『サマーウォーズ』(@鹿児島ミッテ10)


【解説】(allcinema より)

 2006年の「時をかける少女」が評判を呼んだ細田守監督が、再び奥寺佐渡子(脚本)、貞本義行(キャラクターデザイン)とタッグを組み、気弱な理系少年の思いも寄らぬひと夏の大冒険を描くSF青春アドベンチャー。ひょんなことから片田舎の大家族と夏休みを過ごすハメになった17歳の少年が、仮想空間に端を発した世界崩壊の危機に立ち向かう姿を家族の絆を軸に迫力のアクション満載で描き出す。声の出演は神木隆之介桜庭ななみ富司純子
 仮想都市OZ(オズ)が人々の日常生活に深く浸透している近未来。小磯健二は天才的な数学の能力を持ちながらも内気で人付き合いが苦手な高校2年生。彼は憧れの先輩、夏希から夏休みのアルバイトを頼まれ、彼女の田舎、長野県の上田市を訪れる。そこに待っていたのは、夏希の親戚家族“陣内(じんのうち)家”の個性溢れる面々。この日は、夏希の曾祖母で一族を束ねる肝っ玉おばあちゃん、栄の90歳の誕生日を祝う集会が盛大に行われていた。その席で健二は夏希のフィアンセのフリをする、というバイトの中身を知ることに。そんな大役に困惑し振り回される傍ら、その夜健二は謎の数字が書かれたケータイ・メールを受信する。理系魂を刺激され、その解読に夢中になる健二だったが…。


■写真は、先着10万名に配られたポストカード(角川文庫版の表紙と同デザイン)。映画を観たあとに判る大道具&小道具がいっぱい。特に、夏希が手にしている茶色いものの正体は、観た人じゃないと判るめぇ。…でも、カズマが持っているものは何…?


■『時をかける少女』から3年。少ない本数を細々と回しながら口コミの評判と(結果的に)プレミア感が高まっていった前作の状況とは大きく異なり、全国の主要映画館で堂々の夏休みロードショー。初日の今日がファーストディ/1000円サービスの日だったこと、前日の金曜ロードショー魔女の宅急便』にて特報が流されたこと(らしい。観てないけど)もあってか、僕が観た2回目の回は劇場満席。その大半は夏休みの学生さんで、客層の広がりを感じた。


■異なるのは上映の状況だけではない。本作に『時かけ』のようなテイストを期待してはいけない。
”ナイスの日”の閉じた円環の中を真琴ひとりがループ姿に象徴されるように、『時かけ』が真琴という一個人の決意と成長を一点突破で描いたエモーショナルな作品だったのに対して、本作は【健二/夏希】→【陣内家】→【全世界】の絆が形成されていく姿を物量作戦とも言える大アクションとスペクタクルで描くエンターテイメント作品。
そして個人的には、『時かけ』に描写が欠け落ちていた、細田守が考える【困ったときの家族の機能】を本作がフォローしてくれた、とも思っている。


■物語の設定は少しだけ未来の2010年の夏。ネット内の仮想社会【OZ】上にて殆ど全世界の人間がアバターを作成し、携帯電話も固定電話も対戦ゲームもそのアバター経由でやりとりが行われ、さらには現実社会のインフラ管理にも大きく食い込んでいるという設定が前提。

★ ★ ★ ★

• **指示と条件**
『サマーウォーズ』の鑑賞記事を、最後の文のあとから書き継ぐこと。

★ ★ ★ ★

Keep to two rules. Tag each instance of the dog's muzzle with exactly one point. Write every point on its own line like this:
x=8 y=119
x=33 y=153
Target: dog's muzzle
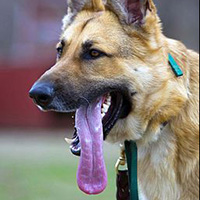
x=42 y=93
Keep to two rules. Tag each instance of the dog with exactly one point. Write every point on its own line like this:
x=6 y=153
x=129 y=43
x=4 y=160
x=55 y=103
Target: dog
x=113 y=69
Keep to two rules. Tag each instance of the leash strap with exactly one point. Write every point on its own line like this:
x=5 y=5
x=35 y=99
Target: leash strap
x=131 y=155
x=123 y=191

★ ★ ★ ★

• **作業結果**
しかし、その設定以外は、あらゆる意味で【今】の映画。↑の解説では”SF”ってあるけど、仮想世界をSFと呼ぶのは年寄りの感覚だよ。

青空と入道雲高校野球が似合う【今】の季節、
長野県上田市の旧家の大邸宅を舞台に、
【今】作の公開日”0801”が世界を救う重要なキーワードとなる。

危機的状況が差し迫ったとき、
【今】家族はその繋がりにどのような価値を見出すのか。
【今】世界はどんな手段・目的で繋がり得ることができるのか。

【今】の情報/社会インフラに起こりうる恐怖に、
【今】使えるあらゆるツールを駆使して立ち向かう家族の姿を、
【今】のアニメーション技術をフルに使った表現手法で描く。


■『時かけ』に寄せて細田監督は言った。
「当時、少女たちは、「時をかける少女」を読み、未来を夢見た。そして今、かつて未来と夢見られた21世紀に僕らはいる。けれど、決してあの頃、少女たちが憧れた未来ではないはずだ。では、夢見たはずの未来の姿は、どこへ行ってしまったのか?(中略)時代によって変わっていくものと、時代を経ても変わらないものについて考えてみたいと思う。」
その問いかけへの答え【強い意志の向かう先にいつも未来はある】というテーマは『時かけ』も今作も共通している。
そして今作で【強い意志を育むのは家族であり、家族を守りたいという意志は何にも勝る】という重要な追補が行われた感じ。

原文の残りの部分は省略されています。